DOCUMENT EXCERPT:
ZURICH (Reuters) - Pharmaceutical group Roche said it secured an injunction from an Indian court banning generic drug makers Biocon and Mylan from comparing their copycat versions of Roche's Herceptin breast cancer treatment to the original.
Mylan and Biocon, which co-developed breast cancer drugs CANMab and Hertraz they say are biosimilars of Herceptin, are no longer allowed to refer to Herceptin or its manufacturing process, safety, efficacy and sales when communicating about their drugs, the New Delhi High Court ruled on Wednesday.
India's Biocon and U.S.-based Mylan launched CANMab and Hertraz in India this year after Roche decided last summer not to pursue a patent application for Herceptin in India, paving the way for generic drugmakers to produce cheaper copies, known as biosimilars because they are not identical to the original drug.
"Roche has filed and secured an injunction against Biocon and Mylan. The injunction prevents the companies from comparing their products to Herceptin," Roche spokeswoman Silvia Dobry said in an emailed statement on Friday.

ASSIGNMENT:
Reproduce the passage of the Roche injunction report between "Mylan and Biocon, which" and "the original drug.", inclusive.

Stored data entries:

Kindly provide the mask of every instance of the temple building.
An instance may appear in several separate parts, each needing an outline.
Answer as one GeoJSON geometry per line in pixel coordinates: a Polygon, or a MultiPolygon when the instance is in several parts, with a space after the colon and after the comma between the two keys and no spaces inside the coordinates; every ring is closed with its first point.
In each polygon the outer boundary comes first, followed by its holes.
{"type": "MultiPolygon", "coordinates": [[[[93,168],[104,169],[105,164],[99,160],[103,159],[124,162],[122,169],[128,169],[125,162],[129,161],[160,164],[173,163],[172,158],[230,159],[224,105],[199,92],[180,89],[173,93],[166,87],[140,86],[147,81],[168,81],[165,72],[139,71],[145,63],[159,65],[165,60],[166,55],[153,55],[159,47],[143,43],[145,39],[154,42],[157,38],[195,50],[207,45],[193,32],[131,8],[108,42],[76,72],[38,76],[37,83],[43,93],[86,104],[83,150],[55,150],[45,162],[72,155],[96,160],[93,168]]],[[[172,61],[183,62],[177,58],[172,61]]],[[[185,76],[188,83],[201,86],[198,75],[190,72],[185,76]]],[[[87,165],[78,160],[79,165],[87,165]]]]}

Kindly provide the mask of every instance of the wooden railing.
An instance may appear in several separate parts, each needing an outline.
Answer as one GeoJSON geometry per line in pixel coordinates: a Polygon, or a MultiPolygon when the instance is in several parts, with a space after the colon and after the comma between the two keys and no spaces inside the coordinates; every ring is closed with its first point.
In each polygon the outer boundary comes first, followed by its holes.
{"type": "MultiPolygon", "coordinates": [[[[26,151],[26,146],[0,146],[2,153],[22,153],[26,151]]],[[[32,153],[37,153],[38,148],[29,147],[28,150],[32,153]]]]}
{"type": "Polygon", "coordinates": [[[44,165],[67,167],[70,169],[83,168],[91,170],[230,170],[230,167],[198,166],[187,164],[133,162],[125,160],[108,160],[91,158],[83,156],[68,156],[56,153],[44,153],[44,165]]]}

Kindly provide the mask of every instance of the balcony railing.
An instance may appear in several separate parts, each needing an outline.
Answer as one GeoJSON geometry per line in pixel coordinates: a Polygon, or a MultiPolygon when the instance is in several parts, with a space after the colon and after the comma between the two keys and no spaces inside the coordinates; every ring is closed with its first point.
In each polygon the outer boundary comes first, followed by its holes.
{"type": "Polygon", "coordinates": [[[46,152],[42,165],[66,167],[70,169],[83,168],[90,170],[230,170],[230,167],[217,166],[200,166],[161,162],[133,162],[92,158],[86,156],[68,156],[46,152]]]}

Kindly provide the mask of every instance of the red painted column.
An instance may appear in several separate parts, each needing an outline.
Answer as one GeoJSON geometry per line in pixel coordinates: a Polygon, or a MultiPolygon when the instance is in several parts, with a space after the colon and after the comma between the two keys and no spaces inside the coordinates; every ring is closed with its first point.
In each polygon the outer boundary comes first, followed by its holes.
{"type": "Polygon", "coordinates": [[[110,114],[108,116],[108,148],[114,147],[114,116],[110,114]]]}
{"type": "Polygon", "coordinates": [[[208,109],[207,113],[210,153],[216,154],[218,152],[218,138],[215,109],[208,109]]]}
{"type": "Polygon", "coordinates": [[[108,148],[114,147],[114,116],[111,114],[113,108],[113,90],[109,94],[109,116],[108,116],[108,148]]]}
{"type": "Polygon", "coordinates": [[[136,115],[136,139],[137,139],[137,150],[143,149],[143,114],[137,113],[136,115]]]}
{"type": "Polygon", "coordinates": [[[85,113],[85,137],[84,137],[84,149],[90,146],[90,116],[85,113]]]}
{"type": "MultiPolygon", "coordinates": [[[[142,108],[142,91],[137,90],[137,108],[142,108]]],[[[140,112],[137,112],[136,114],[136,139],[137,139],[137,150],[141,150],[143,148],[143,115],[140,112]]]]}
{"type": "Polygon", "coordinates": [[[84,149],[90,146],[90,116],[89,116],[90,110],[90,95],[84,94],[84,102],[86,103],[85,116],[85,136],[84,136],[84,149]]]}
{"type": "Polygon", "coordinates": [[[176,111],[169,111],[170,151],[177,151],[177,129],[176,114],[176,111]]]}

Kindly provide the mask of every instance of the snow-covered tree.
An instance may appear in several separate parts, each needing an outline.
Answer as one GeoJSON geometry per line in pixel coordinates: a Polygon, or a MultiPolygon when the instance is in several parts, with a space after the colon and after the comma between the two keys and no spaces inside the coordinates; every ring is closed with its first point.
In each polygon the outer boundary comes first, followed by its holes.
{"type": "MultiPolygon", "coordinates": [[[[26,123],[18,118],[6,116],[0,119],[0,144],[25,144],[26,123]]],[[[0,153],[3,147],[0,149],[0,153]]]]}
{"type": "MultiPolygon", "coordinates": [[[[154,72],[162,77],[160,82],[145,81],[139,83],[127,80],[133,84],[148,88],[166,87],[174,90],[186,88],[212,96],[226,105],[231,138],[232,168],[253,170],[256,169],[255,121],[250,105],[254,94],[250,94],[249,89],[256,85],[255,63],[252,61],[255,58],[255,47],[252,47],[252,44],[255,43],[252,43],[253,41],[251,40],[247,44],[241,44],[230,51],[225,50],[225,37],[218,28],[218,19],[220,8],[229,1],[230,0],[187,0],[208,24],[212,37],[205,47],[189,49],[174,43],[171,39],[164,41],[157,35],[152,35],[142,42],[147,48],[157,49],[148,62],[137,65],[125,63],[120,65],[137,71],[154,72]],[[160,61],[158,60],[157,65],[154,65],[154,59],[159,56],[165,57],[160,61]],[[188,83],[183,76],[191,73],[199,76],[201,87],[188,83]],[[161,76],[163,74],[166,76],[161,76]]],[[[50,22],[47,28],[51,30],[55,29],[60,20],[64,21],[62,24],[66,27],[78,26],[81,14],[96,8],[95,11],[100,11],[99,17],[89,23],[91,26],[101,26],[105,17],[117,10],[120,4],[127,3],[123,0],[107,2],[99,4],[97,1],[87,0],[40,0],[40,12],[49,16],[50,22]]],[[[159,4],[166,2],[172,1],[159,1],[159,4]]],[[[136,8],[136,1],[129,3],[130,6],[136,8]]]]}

RESPONSE:
Mylan and Biocon, which co-developed breast cancer drugs CANMab and Hertraz they say are biosimilars of Herceptin, are no longer allowed to refer to Herceptin or its manufacturing process, safety, efficacy and sales when communicating about their drugs, the New Delhi High Court ruled on Wednesday.
India's Biocon and U.S.-based Mylan launched CANMab and Hertraz in India this year after Roche decided last summer not to pursue a patent application for Herceptin in India, paving the way for generic drugmakers to produce cheaper copies, known as biosimilars because they are not identical to the original drug.